— Your assignment —
Every word in the data below belongs in your copy, exactly as given; the pictures do not.

· · ·

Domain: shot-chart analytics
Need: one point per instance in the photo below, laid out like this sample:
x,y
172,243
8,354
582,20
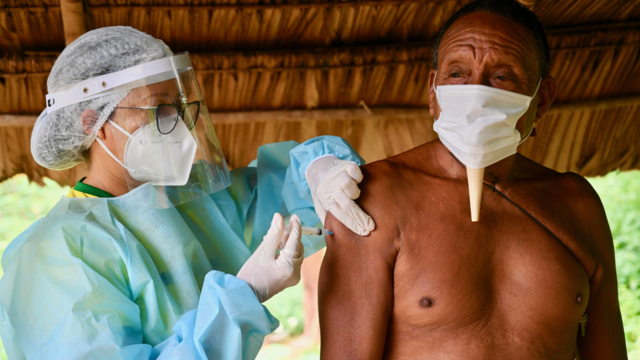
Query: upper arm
x,y
355,292
604,331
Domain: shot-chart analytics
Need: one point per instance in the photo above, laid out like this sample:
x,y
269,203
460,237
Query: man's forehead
x,y
490,34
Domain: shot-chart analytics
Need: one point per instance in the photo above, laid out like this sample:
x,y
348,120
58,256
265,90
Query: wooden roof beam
x,y
73,19
378,113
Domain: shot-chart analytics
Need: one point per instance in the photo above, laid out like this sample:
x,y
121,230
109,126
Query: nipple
x,y
426,302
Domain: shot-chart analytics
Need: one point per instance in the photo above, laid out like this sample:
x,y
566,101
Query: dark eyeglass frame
x,y
180,109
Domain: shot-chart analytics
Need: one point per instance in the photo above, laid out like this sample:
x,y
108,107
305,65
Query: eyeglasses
x,y
167,115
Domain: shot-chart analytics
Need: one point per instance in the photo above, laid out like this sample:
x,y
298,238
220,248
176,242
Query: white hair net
x,y
59,140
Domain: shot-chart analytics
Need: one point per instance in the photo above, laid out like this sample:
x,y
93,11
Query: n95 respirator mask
x,y
159,159
477,123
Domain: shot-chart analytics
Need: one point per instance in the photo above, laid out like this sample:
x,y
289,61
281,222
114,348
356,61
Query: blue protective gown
x,y
109,278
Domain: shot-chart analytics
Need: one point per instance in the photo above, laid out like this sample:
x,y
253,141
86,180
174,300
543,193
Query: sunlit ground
x,y
22,203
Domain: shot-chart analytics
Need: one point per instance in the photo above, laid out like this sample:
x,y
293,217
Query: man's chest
x,y
504,273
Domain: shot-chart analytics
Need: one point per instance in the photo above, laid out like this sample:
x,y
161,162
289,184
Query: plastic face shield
x,y
163,137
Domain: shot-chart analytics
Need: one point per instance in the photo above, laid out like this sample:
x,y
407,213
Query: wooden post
x,y
73,20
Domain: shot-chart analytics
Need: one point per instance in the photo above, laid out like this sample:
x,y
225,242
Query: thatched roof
x,y
282,70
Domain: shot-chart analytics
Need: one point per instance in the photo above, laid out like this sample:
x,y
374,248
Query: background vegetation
x,y
22,203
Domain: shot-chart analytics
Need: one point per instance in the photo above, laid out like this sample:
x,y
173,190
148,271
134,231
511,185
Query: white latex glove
x,y
334,186
268,274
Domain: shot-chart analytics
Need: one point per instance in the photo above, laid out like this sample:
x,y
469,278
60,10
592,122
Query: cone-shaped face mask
x,y
477,123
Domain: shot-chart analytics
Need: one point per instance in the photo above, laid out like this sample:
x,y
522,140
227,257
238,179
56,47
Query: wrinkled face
x,y
487,49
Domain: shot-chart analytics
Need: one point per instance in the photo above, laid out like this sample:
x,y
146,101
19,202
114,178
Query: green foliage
x,y
22,203
287,307
620,195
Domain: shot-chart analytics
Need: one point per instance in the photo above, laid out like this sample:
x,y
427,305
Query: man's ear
x,y
88,118
432,94
546,94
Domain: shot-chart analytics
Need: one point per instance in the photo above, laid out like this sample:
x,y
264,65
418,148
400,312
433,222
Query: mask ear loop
x,y
530,131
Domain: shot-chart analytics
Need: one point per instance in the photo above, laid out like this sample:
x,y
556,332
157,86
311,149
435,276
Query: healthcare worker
x,y
138,261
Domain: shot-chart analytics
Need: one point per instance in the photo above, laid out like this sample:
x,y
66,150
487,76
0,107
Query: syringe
x,y
311,231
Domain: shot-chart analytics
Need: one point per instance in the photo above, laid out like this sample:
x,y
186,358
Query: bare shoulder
x,y
379,200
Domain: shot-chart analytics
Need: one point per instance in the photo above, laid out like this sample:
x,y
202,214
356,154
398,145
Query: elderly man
x,y
535,278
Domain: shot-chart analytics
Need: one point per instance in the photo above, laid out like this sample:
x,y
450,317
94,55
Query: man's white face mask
x,y
478,123
156,158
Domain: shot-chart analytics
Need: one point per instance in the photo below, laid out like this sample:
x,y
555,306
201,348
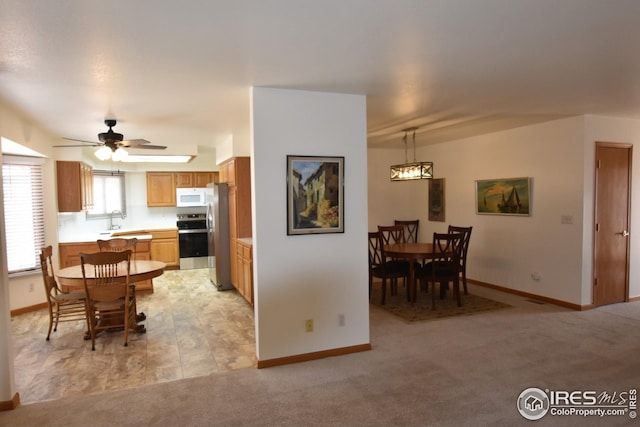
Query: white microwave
x,y
189,197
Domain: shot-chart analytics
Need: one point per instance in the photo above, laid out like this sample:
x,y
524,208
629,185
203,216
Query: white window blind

· · ·

— Answer section —
Domain: shot-chart analytics
Need: one point per instance in the photo below, laid out like this sample:
x,y
172,243
8,354
582,20
Query: upper arm
x,y
355,292
604,331
Domain: shot-chart analytics
Need: one point per instance in the photo above, laid out like this sample:
x,y
269,203
460,237
Query: man's forehead
x,y
490,34
Domain: shot-chart analytics
Need: one point per instance in the photo above, laid out like this sample:
x,y
348,120
58,256
265,90
Query: wooden roof beam
x,y
73,19
378,113
Domain: shot-chart analytics
Need: one point per instance in the photo above, laid out like this sample:
x,y
121,230
109,126
Query: nipple
x,y
426,302
Domain: shot-chart analytics
Need: one point per instance in the photo above, laid out like this sample:
x,y
566,101
Query: dark eyeglass frame
x,y
180,109
Domain: shot-chart analytics
Need: one point per instance in the photo above, laid out like this sample:
x,y
108,107
305,65
Query: eyeglasses
x,y
167,115
Domain: shot-chart analytics
Need: one point per instance in the photo above, laid out like this sample:
x,y
298,238
220,248
176,242
Query: white hair net
x,y
59,140
Domain: shot-chart analytics
Need: one point per instance in the photo above, laid out like this sample:
x,y
93,11
Query: n95 respirator mask
x,y
159,159
477,123
Domain: shot-chart analytics
Need: one point per instance in the photo above, laid out like this sample:
x,y
289,61
281,222
114,348
356,61
Query: blue protective gown
x,y
109,278
Domain: shot-chart analytics
Need: one point per instance in the photo above, laid out like this sample:
x,y
253,141
86,180
174,300
543,193
Query: sunlit ground
x,y
22,203
Domain: shot-chart analytics
Need: one point per instance in the photo above, laid out like this sample:
x,y
293,217
Query: man's chest
x,y
504,273
Domain: shot-chart analytics
Need: one point per instance in the photo above, laid out like this sample:
x,y
161,162
289,184
Query: plastic face shield
x,y
163,137
Domain: shot-chart analytics
Need: one point per instance in the photo above, laid out like this sample:
x,y
407,213
Query: wooden post
x,y
73,20
Domain: shot-chart analytics
Need: one point per instance in the photo above, laid out like this sample:
x,y
225,242
Query: thatched roof
x,y
282,70
Domain: shot-chart analytics
Need: one point per instance in the photo above, laid out like this sample:
x,y
374,248
Query: background vegetation
x,y
22,203
Domain: shot-chart analytics
Need: one point per instance in the photo above, laid out like this sample:
x,y
173,190
148,271
134,231
511,185
Query: white latex glove
x,y
334,186
268,274
Domain: shot-chart analytics
Need: one point per instance in the photo above, laid out like this sample:
x,y
469,278
60,10
592,122
Query: cone-shaped face mask
x,y
477,123
Domain: shot-chart analytics
Need: one point per instance in the photo above, laid out like this sample:
x,y
522,140
227,257
238,179
56,47
Query: wrinkled face
x,y
487,49
Domain: shot-chart analytics
Need: one point per instance in the photo above, laid out like this sample:
x,y
146,101
19,202
114,178
Query: green foliage
x,y
22,203
287,307
620,195
Domain: shot-chart analytics
Need: one point per instance in the photo above, laid out like this sample:
x,y
427,305
Query: man's ear
x,y
88,118
432,94
546,94
Domain: shot-chart analytics
Need: one point per instance in the photo above, laid out like this sample:
x,y
264,65
418,148
400,312
433,222
Query: mask ear loop
x,y
530,131
Domain: shot-chart analytics
Need: one point per instance in the photo above, laid out like this sample:
x,y
556,332
157,86
311,149
435,276
Query: healthcare worker
x,y
138,261
Domain: shot-chart analytics
Need: one point per instance in the photo above, laid out like this sample:
x,y
66,150
487,76
0,107
Query: syringe
x,y
311,231
Domain: shot-chart analytics
Need: one point per instance in the photo above, laid out like this sample:
x,y
186,358
Query: bare shoulder
x,y
379,200
Domain: shot-chart analytics
Need: one point per instance in the photo above, laid out like this sample:
x,y
202,214
356,154
398,145
Query: elderly man
x,y
535,278
Domain: shot-chart analytics
Need: one point per instance in the photo above, laid out like this sample:
x,y
450,317
94,55
Query: man's white face mask
x,y
478,123
156,158
Domain: shot-chart analytics
Need: one point per instance in the photo below, laid out like this sample:
x,y
555,306
201,348
Query: white microwave
x,y
189,197
Domain: shot-chart analytics
Need: one point per instance in the photo above, laid out like this sample:
x,y
524,208
629,185
203,216
Query: white window blind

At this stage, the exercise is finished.